=== Aim of the task ===
Without changing a character, return the entries, but not the images they hold.

Records of labeled points:

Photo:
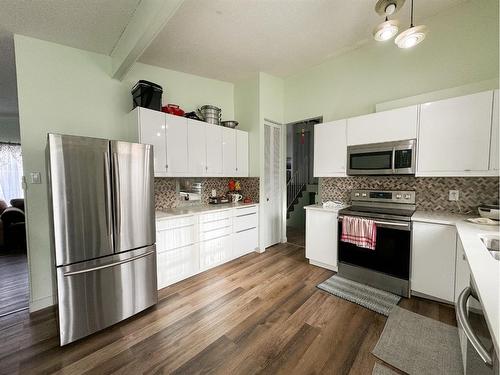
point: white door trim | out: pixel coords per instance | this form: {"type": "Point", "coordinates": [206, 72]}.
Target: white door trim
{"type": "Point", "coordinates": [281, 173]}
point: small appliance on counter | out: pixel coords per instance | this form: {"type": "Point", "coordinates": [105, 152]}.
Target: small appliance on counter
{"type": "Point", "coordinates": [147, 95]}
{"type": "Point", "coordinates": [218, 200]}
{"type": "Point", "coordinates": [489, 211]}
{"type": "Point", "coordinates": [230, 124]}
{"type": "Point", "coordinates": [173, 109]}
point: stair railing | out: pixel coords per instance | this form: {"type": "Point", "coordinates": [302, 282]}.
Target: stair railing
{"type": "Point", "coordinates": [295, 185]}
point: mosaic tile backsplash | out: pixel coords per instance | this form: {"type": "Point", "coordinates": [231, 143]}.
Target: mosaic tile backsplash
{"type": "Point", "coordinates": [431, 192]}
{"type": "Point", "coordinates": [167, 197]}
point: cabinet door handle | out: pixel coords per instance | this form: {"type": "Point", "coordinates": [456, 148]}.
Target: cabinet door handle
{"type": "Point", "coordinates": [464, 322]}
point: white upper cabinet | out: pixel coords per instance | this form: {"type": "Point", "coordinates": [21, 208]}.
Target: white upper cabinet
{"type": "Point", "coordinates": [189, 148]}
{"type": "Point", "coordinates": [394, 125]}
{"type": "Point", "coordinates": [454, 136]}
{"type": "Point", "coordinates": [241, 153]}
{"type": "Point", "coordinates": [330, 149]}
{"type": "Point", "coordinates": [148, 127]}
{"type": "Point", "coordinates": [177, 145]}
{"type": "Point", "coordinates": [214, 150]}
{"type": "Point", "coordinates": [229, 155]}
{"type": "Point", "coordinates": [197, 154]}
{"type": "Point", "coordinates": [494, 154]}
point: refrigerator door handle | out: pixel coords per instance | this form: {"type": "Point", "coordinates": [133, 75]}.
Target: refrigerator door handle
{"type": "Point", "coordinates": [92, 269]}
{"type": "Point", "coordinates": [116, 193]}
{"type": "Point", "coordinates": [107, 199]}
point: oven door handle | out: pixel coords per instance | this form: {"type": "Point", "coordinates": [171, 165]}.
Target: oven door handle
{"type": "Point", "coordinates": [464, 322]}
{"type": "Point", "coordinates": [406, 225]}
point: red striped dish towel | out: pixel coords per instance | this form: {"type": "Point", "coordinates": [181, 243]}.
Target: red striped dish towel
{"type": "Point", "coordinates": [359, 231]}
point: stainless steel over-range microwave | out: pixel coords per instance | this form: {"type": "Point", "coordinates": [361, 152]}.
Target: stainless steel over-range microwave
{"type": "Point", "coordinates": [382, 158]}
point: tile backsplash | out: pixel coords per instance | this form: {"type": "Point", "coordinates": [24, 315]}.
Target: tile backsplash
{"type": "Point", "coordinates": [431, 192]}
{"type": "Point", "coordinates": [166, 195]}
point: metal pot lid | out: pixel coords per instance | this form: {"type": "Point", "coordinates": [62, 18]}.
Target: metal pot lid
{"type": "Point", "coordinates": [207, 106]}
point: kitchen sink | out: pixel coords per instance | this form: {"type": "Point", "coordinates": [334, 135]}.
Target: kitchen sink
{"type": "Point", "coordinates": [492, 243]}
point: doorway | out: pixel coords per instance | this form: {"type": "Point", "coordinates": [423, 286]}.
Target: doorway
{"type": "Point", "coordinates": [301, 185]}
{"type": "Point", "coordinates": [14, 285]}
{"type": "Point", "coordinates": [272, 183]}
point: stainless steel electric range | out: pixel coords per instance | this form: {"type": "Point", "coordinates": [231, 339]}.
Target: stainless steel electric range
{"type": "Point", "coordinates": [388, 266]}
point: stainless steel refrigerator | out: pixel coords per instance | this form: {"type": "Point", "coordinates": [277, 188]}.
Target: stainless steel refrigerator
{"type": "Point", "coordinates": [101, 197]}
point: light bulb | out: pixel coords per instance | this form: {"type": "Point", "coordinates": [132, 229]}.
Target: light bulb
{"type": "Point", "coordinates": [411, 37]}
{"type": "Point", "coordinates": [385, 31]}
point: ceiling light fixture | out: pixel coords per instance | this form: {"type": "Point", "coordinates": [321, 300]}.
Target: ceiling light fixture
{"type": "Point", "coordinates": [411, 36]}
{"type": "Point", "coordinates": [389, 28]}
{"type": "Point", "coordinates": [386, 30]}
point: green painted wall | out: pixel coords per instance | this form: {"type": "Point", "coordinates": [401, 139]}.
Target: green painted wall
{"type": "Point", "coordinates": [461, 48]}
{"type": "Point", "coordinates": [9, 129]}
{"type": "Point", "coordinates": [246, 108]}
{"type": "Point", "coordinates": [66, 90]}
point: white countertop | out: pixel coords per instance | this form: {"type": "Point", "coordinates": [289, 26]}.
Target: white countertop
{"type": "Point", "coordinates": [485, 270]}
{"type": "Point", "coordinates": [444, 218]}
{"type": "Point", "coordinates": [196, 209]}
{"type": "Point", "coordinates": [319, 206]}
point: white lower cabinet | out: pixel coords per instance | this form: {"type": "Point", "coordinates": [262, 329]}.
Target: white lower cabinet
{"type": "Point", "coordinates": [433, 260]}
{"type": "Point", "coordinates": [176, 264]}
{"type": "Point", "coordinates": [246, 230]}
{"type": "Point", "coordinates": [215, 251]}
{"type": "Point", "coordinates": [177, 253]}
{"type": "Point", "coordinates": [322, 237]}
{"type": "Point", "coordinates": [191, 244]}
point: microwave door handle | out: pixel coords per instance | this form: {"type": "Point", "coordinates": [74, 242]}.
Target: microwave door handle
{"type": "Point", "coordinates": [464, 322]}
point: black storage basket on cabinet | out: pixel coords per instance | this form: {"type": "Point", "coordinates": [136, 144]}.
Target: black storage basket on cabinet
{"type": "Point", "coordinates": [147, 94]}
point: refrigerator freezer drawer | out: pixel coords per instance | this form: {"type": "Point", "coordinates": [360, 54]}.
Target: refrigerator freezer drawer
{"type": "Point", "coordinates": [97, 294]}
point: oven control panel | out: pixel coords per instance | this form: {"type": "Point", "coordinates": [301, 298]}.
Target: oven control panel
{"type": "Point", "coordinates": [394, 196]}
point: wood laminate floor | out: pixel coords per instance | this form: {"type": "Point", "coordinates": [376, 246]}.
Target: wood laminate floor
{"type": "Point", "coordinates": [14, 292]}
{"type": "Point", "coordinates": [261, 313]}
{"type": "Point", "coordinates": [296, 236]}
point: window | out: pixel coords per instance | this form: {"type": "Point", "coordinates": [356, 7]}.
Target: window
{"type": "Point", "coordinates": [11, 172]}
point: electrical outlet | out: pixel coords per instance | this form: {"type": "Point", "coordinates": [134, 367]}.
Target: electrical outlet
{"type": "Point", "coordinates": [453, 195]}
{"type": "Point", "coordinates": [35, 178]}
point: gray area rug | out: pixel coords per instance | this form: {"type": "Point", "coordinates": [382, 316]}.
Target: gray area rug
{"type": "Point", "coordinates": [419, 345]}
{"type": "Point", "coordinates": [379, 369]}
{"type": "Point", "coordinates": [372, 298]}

=== Full answer ===
Photo:
point: white door trim | out: pixel coords per instance | this form: {"type": "Point", "coordinates": [206, 72]}.
Target: white door trim
{"type": "Point", "coordinates": [281, 173]}
point: small appliance on counter | out: pixel coords per instance | this form: {"type": "Point", "coordinates": [105, 152]}.
Target: small appliance on counter
{"type": "Point", "coordinates": [147, 95]}
{"type": "Point", "coordinates": [218, 200]}
{"type": "Point", "coordinates": [489, 211]}
{"type": "Point", "coordinates": [230, 124]}
{"type": "Point", "coordinates": [173, 109]}
point: stair railing | out: pixel coords per instance | this form: {"type": "Point", "coordinates": [302, 282]}.
Target: stair railing
{"type": "Point", "coordinates": [295, 185]}
point: mosaic tile backsplash | out: pixel coords per instance | this form: {"type": "Point", "coordinates": [231, 143]}.
Target: mosaic tile backsplash
{"type": "Point", "coordinates": [431, 192]}
{"type": "Point", "coordinates": [167, 197]}
point: cabinet door handle | out: pixel coords per instance | this form: {"type": "Point", "coordinates": [456, 148]}.
Target: cabinet door handle
{"type": "Point", "coordinates": [464, 322]}
point: white upper cabinet | out: pixel coords per instance | this form: {"type": "Point", "coordinates": [21, 208]}.
Target: white upper cabinet
{"type": "Point", "coordinates": [189, 148]}
{"type": "Point", "coordinates": [394, 125]}
{"type": "Point", "coordinates": [454, 136]}
{"type": "Point", "coordinates": [241, 153]}
{"type": "Point", "coordinates": [330, 149]}
{"type": "Point", "coordinates": [148, 127]}
{"type": "Point", "coordinates": [177, 145]}
{"type": "Point", "coordinates": [214, 150]}
{"type": "Point", "coordinates": [229, 155]}
{"type": "Point", "coordinates": [197, 154]}
{"type": "Point", "coordinates": [494, 154]}
point: refrigerator door handle | out: pixel coords per instance | this form: {"type": "Point", "coordinates": [133, 75]}.
Target: refrigerator door handle
{"type": "Point", "coordinates": [92, 269]}
{"type": "Point", "coordinates": [116, 193]}
{"type": "Point", "coordinates": [107, 199]}
point: oven door handle | out: pixel coords per instance | this form: {"type": "Point", "coordinates": [171, 165]}.
Target: oven door handle
{"type": "Point", "coordinates": [464, 322]}
{"type": "Point", "coordinates": [406, 225]}
point: red striped dish towel | out: pixel coords per instance | this form: {"type": "Point", "coordinates": [181, 243]}.
Target: red striped dish towel
{"type": "Point", "coordinates": [359, 231]}
point: stainless steel over-range microwave | out: pixel coords per instance | this form: {"type": "Point", "coordinates": [361, 152]}.
Target: stainless steel over-range microwave
{"type": "Point", "coordinates": [382, 158]}
point: tile backsplash | out: pixel coords per instance | this form: {"type": "Point", "coordinates": [24, 315]}.
Target: tile backsplash
{"type": "Point", "coordinates": [431, 192]}
{"type": "Point", "coordinates": [166, 195]}
point: metal pot lid | out: pixel coords per instance | this form: {"type": "Point", "coordinates": [62, 18]}.
Target: metal pot lid
{"type": "Point", "coordinates": [207, 106]}
point: kitchen sink | out: pixel coords per instance | this form: {"type": "Point", "coordinates": [334, 135]}.
Target: kitchen sink
{"type": "Point", "coordinates": [492, 243]}
point: doorway | out: pixel coords per instance | this form: {"type": "Point", "coordinates": [423, 286]}.
Target: doorway
{"type": "Point", "coordinates": [301, 185]}
{"type": "Point", "coordinates": [14, 285]}
{"type": "Point", "coordinates": [272, 183]}
point: stainless steel electric range | out: pixel coords per instance | this form: {"type": "Point", "coordinates": [231, 339]}.
Target: stainless steel electric range
{"type": "Point", "coordinates": [388, 266]}
point: stainless steel refrigerator | out: pixel coords per instance | this form: {"type": "Point", "coordinates": [277, 188]}.
Target: stainless steel refrigerator
{"type": "Point", "coordinates": [101, 197]}
point: light bulb | out: pixel coords per instance | this form: {"type": "Point", "coordinates": [132, 229]}.
Target: light bulb
{"type": "Point", "coordinates": [411, 37]}
{"type": "Point", "coordinates": [385, 31]}
point: ceiling light fixture | out: pixel coords per instance | this form: {"type": "Point", "coordinates": [321, 300]}.
Target: ceiling light fixture
{"type": "Point", "coordinates": [411, 36]}
{"type": "Point", "coordinates": [389, 28]}
{"type": "Point", "coordinates": [386, 30]}
point: green painted wall | out: pixel coords per instance | this form: {"type": "Point", "coordinates": [401, 139]}.
Target: green painted wall
{"type": "Point", "coordinates": [461, 48]}
{"type": "Point", "coordinates": [9, 129]}
{"type": "Point", "coordinates": [246, 108]}
{"type": "Point", "coordinates": [66, 90]}
point: white countertop | out: pixel coords per instance | this form: {"type": "Point", "coordinates": [289, 26]}.
Target: white countertop
{"type": "Point", "coordinates": [485, 270]}
{"type": "Point", "coordinates": [444, 218]}
{"type": "Point", "coordinates": [196, 209]}
{"type": "Point", "coordinates": [319, 206]}
point: white lower cabinet | out: pixel coords per instance | this form: {"type": "Point", "coordinates": [262, 329]}.
Target: white lower cabinet
{"type": "Point", "coordinates": [433, 260]}
{"type": "Point", "coordinates": [176, 264]}
{"type": "Point", "coordinates": [246, 230]}
{"type": "Point", "coordinates": [215, 251]}
{"type": "Point", "coordinates": [177, 253]}
{"type": "Point", "coordinates": [322, 237]}
{"type": "Point", "coordinates": [191, 244]}
point: microwave door handle | out: pixel coords per instance | this form: {"type": "Point", "coordinates": [74, 242]}.
Target: microwave door handle
{"type": "Point", "coordinates": [464, 322]}
point: black storage basket on cabinet | out: pixel coords per instance | this form: {"type": "Point", "coordinates": [136, 144]}.
Target: black storage basket on cabinet
{"type": "Point", "coordinates": [147, 94]}
point: refrigerator freezer drawer | out: pixel coords per instance | this form: {"type": "Point", "coordinates": [360, 54]}.
Target: refrigerator freezer drawer
{"type": "Point", "coordinates": [97, 294]}
point: oven control panel | out: pixel coords per instance | this form: {"type": "Point", "coordinates": [301, 298]}.
Target: oven control panel
{"type": "Point", "coordinates": [394, 196]}
point: wood laminate floor | out: pixel coords per instance | this form: {"type": "Point", "coordinates": [376, 246]}.
Target: wood laminate floor
{"type": "Point", "coordinates": [14, 292]}
{"type": "Point", "coordinates": [261, 313]}
{"type": "Point", "coordinates": [296, 236]}
point: window | out: pixel coords per instance | this form: {"type": "Point", "coordinates": [356, 7]}.
Target: window
{"type": "Point", "coordinates": [11, 172]}
point: electrical outlet | out: pixel coords per instance | this form: {"type": "Point", "coordinates": [134, 367]}.
Target: electrical outlet
{"type": "Point", "coordinates": [453, 195]}
{"type": "Point", "coordinates": [35, 178]}
point: gray area rug | out: pixel coords per instance | this form: {"type": "Point", "coordinates": [382, 316]}.
Target: gray area rug
{"type": "Point", "coordinates": [419, 345]}
{"type": "Point", "coordinates": [379, 369]}
{"type": "Point", "coordinates": [372, 298]}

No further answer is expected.